_AUFGABENSTELLUNG_
Gib aus dem folgenden Textausschnitt über Bernhards „Die Macht der Gewohnheit“ die Stelle von „Vierzig Jahre danach“ bis einschließlich „der Lear sein.“ wörtlich wieder.

==== TEXTAUSSCHNITT ====

Jürgen Holtz als Caribaldi in Thomas Bernhards Die Macht der Gewohnheit am Berliner Ensemble - Foto (C) Monika Rittershaus

Bewertung:    



Ist es eine Komödie? Ist es eine Tragödie? Diese Fragen durchziehen gleichsam das gesamte Leben und Werk des Schriftstellers und Dramatikers Thomas Bernhard. Naturgemäß ist es von beiden etwas. Der Witz, der aus der Tragik des Lebens entsteht. Die Lächerlichkeit der Existenz an sich. Die Kraft seiner Worte zieht der Österreicher Bernhard zeitlebens aus der großen Hass-Liebe zu seinem Heimatland, zum Theater und zur Kunst im Allgemeinen. Einen großen Teil des Erfolgs seiner Stücke verdankt Thomas Bernhard aber auch dem Regisseur Claus Peymann, der ab 1972 einen Großteil seiner Stücke zur Uraufführung brachte. Besonders eines aber fehlte dem amtierenden BE-Intendanten noch. Nach dem Notlicht-Skandal bei der Uraufführung von Der Ignorant und der Wahnsinnige bei den Salzburger Festspielen 1972 war Peymann zwei Jahre später zu Uraufführung von Bernhards Komödie Die Macht der Gewohnheit in Salzburg unerwünscht. Es übernahm Dieter Dorn, der mit Bernhard Minetti in der Hauptrolle des Zirkusdirektors Caribaldi einen denkwürdigen Erfolg feierte. Das Stück tourte danach im wahrsten Sinne des Wortes wie eine Zirkusattraktion durch ganz Deutschland.

Vierzig Jahre danach und zwei Jahre vor seinem geplanten Abgang als Intendant des BE holt Claus Peymann nun sein Versäumnis nach. Und es ist wieder die Geschichte zweier Männer. War es für Thomas Bernhard nur sein hoch verehrter und geliebter Schauspieler Bernhard Minetti, der „ihn spielen“ konnte, so ist es nun für Regisseur Claus Peymann der langjährige BE-Schauspieler Jürgen Holtz, der in der Rolle des Caribaldi zu den großen Bernhard-Mimen Bernhard Minetti, Traugott Buhre und Gert Voss aufschließt. Man möchte sich fast keinen anderen vorstellen als den 82jährigen Holtz, der - so scheint es - sein ganzen Leben auf diese Rolle gewartet und nun nochmal die gebündelten Erfahrungen seines Schauspielerlebens hineingetan hat. Sein Caribaldi ist zu einem für ihn wie für Claus Peymann [doppel-]weisen Alterswerk geworden. Es muss also nicht immer der Lear sein.

==== EXTRAHIERTE DATEN ====

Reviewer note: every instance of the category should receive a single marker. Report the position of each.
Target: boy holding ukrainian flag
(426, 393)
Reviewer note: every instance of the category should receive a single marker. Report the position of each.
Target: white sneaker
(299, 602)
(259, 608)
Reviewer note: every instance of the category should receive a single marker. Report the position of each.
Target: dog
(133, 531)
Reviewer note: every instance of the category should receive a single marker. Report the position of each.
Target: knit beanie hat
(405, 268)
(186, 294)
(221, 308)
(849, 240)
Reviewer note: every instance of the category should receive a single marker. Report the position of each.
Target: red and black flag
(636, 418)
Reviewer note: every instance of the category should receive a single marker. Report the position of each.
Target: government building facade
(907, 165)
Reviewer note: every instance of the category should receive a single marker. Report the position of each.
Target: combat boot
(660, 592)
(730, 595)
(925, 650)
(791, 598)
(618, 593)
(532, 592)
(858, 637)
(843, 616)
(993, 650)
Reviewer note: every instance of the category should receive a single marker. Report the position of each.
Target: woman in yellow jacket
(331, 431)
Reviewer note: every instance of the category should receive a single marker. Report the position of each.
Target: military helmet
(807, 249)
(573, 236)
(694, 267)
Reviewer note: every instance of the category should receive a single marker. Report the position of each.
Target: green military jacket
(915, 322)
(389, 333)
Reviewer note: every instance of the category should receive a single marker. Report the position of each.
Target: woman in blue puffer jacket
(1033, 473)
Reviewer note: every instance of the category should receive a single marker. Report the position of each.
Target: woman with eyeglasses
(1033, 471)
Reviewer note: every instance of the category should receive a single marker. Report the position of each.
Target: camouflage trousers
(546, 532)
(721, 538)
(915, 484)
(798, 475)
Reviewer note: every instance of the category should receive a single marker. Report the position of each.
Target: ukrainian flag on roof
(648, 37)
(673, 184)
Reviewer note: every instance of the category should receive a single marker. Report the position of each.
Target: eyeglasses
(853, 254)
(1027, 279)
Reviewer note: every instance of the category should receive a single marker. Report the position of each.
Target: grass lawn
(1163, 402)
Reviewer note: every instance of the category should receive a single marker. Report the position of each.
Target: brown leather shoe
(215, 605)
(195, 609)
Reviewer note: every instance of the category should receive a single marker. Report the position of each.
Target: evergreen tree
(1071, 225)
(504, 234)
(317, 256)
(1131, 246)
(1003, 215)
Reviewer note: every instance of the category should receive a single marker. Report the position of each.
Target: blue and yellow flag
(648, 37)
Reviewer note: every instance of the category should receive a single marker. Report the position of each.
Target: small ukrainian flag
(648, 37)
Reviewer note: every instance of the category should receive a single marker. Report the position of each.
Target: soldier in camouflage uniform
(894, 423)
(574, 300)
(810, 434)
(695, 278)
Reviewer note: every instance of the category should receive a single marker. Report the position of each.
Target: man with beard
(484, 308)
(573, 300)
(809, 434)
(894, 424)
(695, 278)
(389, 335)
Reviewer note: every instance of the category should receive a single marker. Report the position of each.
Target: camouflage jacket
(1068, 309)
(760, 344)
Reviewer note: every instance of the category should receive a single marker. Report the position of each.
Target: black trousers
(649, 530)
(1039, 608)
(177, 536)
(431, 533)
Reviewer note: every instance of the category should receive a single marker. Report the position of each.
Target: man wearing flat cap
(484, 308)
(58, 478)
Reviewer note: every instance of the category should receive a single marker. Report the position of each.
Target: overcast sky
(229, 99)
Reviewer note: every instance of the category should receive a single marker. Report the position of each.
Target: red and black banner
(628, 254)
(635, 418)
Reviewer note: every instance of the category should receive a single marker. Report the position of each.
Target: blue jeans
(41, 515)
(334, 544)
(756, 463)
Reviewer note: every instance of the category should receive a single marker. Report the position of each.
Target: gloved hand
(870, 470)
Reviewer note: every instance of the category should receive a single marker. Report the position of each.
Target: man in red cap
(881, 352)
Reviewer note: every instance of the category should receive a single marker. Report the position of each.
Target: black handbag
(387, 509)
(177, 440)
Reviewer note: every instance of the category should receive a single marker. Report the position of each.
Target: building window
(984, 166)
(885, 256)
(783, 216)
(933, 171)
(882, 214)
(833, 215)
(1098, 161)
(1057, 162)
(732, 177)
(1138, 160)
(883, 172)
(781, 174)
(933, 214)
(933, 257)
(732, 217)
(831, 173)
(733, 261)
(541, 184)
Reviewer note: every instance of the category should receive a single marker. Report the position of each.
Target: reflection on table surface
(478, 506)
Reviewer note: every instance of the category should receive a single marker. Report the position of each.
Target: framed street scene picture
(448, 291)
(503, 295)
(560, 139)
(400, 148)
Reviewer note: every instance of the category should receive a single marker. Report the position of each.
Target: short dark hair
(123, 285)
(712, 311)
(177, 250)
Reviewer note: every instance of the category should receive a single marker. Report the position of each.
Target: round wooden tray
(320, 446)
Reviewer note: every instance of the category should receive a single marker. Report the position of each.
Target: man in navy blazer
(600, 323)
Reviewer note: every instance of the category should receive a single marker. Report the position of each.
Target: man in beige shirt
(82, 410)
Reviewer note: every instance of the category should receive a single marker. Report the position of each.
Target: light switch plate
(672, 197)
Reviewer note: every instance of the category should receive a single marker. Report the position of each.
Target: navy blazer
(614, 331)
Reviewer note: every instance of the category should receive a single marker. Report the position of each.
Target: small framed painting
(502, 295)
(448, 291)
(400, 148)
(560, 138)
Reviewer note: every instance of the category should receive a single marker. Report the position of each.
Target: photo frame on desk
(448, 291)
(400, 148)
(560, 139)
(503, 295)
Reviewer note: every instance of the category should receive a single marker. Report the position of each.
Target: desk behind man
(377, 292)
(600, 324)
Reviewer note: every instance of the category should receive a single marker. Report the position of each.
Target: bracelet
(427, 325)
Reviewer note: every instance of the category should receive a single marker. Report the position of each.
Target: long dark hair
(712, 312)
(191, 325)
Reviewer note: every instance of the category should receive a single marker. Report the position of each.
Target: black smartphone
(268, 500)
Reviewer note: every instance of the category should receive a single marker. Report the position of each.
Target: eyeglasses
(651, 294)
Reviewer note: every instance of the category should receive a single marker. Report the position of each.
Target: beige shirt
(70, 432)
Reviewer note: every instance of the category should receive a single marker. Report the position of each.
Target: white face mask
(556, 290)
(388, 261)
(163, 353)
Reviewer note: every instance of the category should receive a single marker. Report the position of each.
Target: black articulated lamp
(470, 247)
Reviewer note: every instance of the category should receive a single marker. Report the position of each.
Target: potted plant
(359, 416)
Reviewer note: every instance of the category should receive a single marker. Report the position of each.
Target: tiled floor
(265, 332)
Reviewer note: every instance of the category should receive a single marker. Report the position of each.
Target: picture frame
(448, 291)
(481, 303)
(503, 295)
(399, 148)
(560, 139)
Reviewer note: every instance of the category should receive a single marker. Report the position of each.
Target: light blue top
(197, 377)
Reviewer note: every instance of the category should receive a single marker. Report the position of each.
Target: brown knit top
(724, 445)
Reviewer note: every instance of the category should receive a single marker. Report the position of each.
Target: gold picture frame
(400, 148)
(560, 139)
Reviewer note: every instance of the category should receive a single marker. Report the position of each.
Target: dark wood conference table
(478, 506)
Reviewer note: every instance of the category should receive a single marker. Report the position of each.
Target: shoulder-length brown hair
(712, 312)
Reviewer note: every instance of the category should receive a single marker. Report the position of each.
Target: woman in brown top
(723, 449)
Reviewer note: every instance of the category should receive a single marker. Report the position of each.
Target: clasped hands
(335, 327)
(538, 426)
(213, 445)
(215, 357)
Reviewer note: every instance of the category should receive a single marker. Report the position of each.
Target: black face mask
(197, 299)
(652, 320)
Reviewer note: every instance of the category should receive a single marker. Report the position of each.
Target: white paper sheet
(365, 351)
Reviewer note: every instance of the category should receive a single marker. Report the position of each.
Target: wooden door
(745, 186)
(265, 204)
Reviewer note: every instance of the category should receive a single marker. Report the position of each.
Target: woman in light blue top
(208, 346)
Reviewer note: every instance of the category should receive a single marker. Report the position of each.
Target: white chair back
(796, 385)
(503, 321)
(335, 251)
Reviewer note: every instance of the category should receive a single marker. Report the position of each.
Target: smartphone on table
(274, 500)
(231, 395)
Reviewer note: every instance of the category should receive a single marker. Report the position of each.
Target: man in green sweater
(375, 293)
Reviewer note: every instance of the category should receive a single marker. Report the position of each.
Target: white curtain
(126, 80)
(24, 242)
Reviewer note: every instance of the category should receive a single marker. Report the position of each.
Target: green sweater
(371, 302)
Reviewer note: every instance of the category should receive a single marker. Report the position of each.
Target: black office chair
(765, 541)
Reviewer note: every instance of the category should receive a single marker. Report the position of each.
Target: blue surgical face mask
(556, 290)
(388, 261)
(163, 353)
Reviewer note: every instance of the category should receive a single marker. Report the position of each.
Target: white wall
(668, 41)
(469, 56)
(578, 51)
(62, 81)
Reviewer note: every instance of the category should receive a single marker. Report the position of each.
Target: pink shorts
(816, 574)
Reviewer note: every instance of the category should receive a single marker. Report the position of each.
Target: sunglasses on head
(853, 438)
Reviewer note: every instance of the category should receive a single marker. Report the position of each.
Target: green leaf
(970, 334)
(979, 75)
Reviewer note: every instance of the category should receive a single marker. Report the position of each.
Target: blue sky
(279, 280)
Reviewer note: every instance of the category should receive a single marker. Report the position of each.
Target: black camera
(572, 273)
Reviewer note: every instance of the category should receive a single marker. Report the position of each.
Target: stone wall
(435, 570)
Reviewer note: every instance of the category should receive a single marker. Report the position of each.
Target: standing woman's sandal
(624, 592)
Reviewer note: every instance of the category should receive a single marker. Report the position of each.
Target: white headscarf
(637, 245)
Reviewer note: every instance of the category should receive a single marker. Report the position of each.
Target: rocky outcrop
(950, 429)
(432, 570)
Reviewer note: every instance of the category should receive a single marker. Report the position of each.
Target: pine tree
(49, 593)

====

_ANTWORT_
Vierzig Jahre danach und zwei Jahre vor seinem geplanten Abgang als Intendant des BE holt Claus Peymann nun sein Versäumnis nach. Und es ist wieder die Geschichte zweier Männer. War es für Thomas Bernhard nur sein hoch verehrter und geliebter Schauspieler Bernhard Minetti, der „ihn spielen“ konnte, so ist es nun für Regisseur Claus Peymann der langjährige BE-Schauspieler Jürgen Holtz, der in der Rolle des Caribaldi zu den großen Bernhard-Mimen Bernhard Minetti, Traugott Buhre und Gert Voss aufschließt. Man möchte sich fast keinen anderen vorstellen als den 82jährigen Holtz, der - so scheint es - sein ganzen Leben auf diese Rolle gewartet und nun nochmal die gebündelten Erfahrungen seines Schauspielerlebens hineingetan hat. Sein Caribaldi ist zu einem für ihn wie für Claus Peymann [doppel-]weisen Alterswerk geworden. Es muss also nicht immer der Lear sein.